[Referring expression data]
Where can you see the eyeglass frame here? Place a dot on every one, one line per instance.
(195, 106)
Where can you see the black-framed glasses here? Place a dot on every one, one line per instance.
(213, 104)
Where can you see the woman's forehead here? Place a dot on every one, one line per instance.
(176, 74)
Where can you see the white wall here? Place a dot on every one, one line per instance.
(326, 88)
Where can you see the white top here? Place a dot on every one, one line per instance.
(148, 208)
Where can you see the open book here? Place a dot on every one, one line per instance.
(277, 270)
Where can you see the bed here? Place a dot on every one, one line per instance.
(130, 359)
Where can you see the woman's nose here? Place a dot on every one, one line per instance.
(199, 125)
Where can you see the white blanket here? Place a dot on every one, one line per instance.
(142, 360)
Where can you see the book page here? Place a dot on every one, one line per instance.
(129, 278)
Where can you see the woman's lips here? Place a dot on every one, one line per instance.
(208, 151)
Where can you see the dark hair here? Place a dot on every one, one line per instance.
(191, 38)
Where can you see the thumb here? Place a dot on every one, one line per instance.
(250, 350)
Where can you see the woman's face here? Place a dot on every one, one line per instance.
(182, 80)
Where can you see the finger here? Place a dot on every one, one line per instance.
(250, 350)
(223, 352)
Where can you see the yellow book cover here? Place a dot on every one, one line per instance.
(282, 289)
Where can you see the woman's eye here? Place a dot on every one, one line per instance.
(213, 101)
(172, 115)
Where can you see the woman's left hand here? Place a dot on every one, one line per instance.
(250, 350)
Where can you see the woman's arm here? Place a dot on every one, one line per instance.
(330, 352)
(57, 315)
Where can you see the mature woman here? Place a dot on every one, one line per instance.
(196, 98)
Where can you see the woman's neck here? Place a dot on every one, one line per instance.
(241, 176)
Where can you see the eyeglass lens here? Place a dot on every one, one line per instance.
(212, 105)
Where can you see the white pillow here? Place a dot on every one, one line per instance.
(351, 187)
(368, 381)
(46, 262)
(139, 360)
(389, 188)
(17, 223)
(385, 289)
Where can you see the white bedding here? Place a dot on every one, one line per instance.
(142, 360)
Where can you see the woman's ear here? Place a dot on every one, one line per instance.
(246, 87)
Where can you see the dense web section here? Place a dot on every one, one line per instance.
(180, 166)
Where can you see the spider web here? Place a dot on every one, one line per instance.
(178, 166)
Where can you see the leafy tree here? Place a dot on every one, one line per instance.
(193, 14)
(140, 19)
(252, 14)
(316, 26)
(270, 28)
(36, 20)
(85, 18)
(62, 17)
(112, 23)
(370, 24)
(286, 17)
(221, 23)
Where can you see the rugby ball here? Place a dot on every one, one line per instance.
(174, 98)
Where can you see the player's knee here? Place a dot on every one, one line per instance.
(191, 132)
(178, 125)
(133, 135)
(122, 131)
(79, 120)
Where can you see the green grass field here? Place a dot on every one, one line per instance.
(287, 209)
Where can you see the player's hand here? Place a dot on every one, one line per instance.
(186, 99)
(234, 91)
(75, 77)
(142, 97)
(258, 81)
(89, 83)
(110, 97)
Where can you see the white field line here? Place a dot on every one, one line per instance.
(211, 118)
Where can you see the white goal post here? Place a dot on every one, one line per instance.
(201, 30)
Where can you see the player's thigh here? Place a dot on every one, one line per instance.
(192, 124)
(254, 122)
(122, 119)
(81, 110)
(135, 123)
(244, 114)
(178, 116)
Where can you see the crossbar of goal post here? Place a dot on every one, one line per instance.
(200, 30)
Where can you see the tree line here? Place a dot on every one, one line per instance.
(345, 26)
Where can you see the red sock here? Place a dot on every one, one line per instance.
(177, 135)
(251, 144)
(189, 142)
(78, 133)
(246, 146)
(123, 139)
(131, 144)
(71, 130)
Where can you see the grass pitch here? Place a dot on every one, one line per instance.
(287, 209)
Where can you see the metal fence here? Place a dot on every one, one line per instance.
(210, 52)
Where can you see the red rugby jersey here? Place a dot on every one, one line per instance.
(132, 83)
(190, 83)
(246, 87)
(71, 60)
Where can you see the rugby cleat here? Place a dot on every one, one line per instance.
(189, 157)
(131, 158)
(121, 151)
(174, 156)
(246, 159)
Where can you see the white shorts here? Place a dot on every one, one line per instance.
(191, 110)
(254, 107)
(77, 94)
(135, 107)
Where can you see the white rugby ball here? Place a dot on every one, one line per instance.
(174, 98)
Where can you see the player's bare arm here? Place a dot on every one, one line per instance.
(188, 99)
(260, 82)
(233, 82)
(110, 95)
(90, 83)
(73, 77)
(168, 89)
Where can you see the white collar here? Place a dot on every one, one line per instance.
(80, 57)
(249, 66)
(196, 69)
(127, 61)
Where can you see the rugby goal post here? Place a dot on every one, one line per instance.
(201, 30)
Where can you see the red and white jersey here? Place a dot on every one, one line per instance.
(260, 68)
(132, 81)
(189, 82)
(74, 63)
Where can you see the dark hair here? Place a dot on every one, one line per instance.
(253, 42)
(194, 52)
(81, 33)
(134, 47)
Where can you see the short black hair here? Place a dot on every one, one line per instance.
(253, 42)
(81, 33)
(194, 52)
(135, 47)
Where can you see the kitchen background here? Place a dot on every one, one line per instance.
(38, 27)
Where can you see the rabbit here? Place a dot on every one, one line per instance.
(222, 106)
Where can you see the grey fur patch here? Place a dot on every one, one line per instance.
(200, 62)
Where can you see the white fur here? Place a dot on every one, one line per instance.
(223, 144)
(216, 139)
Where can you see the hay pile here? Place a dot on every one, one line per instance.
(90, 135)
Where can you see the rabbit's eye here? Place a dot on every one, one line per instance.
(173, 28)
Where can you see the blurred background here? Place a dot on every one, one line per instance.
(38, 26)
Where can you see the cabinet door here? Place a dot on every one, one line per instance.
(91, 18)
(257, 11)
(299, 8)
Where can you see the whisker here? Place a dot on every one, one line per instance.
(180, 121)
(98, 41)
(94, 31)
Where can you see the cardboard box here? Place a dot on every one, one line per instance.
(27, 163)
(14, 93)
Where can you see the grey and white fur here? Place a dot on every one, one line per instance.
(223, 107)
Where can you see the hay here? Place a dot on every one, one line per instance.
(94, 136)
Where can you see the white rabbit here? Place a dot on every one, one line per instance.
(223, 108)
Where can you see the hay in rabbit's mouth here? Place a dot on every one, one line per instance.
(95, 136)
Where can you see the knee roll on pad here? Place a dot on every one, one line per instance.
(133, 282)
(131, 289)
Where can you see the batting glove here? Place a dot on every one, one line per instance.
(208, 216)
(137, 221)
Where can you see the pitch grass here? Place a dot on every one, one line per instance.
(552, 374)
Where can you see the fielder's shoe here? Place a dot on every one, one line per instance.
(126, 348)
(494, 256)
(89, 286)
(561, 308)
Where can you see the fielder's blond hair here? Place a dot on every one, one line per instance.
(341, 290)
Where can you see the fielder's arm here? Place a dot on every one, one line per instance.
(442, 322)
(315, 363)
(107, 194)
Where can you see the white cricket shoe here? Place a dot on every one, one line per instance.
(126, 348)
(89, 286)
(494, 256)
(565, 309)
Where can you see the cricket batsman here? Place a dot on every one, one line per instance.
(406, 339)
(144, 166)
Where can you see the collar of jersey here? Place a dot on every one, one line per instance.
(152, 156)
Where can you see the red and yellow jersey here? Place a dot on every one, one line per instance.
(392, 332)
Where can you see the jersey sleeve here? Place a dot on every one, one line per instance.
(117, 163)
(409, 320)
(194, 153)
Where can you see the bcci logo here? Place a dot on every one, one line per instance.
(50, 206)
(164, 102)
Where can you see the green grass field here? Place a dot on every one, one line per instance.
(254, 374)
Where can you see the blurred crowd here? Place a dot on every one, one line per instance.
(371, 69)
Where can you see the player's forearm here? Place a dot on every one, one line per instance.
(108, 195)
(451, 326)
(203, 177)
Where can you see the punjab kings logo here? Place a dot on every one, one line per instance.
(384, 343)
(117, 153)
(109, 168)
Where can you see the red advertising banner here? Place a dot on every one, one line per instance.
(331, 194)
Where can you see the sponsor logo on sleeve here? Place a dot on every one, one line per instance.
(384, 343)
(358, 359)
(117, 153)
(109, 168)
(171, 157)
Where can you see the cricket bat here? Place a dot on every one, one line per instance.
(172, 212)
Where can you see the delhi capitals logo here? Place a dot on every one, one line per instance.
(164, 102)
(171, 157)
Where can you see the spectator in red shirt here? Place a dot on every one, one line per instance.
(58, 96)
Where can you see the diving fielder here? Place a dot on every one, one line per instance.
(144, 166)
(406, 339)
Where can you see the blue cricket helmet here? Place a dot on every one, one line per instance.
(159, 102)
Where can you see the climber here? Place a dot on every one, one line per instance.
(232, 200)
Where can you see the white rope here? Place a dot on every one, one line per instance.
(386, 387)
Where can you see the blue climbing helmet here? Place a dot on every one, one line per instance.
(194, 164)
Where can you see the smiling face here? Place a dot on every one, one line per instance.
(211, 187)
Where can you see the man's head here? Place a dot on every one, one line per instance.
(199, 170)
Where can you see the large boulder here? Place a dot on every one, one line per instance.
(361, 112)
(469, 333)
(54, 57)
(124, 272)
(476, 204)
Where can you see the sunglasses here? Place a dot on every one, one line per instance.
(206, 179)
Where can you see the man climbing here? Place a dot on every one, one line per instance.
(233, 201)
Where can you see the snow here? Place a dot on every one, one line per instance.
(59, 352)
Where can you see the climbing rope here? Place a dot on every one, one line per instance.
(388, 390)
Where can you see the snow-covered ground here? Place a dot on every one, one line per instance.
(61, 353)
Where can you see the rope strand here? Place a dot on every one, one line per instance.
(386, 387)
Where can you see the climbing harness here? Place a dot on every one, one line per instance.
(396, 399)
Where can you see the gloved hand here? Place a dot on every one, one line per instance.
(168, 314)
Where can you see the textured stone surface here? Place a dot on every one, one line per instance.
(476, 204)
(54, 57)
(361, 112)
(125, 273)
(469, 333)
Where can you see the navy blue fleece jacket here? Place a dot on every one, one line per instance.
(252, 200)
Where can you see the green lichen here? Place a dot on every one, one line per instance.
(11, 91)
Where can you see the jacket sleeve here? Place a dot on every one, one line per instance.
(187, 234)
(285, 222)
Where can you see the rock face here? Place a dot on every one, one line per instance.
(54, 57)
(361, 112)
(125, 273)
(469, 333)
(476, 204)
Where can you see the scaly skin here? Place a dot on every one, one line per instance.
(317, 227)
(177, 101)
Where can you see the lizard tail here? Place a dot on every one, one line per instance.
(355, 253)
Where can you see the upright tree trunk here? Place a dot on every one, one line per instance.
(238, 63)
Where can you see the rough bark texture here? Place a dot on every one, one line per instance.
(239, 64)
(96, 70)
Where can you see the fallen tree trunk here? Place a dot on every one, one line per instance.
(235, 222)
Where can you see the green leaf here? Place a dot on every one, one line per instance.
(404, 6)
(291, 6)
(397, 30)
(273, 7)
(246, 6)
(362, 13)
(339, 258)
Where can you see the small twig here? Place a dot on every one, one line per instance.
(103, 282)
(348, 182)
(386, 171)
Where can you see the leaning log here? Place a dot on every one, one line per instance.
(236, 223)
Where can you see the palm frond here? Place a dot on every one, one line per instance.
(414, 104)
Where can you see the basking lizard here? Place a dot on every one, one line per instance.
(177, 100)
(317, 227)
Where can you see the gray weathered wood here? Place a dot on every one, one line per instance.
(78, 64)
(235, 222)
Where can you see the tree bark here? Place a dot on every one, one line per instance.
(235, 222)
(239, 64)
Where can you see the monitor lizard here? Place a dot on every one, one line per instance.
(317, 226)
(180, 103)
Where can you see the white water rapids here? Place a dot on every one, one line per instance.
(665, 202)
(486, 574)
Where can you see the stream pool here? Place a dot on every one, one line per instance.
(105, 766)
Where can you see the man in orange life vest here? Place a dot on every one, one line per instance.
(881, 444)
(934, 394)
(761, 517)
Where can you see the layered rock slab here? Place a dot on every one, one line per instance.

ASSIGNMENT | Produce exactly the lines from the one containing "Where can you see the gray" through the final line of the records above, both included, and no others.

WORKED SOLUTION |
Where can you see the gray weathered wood here? Place a dot on every one, one line per instance.
(78, 64)
(235, 222)
Where can you see the tree bark here? Place a dot on every one, one line per instance.
(235, 222)
(239, 64)
Where can you see the monitor lizard here? Place a dot on every one, one line per instance.
(317, 226)
(180, 103)
Where can you see the white water rapids here? Place a dot on every one, one line per instance.
(665, 202)
(486, 574)
Where can you see the stream pool here? Place a dot on every one, one line per instance.
(105, 766)
Where can you see the man in orange life vest here? Place a dot on every one, one line per instance.
(881, 444)
(934, 394)
(761, 517)
Where can you see the layered rock slab here? Place a dot on every one, one line per instance.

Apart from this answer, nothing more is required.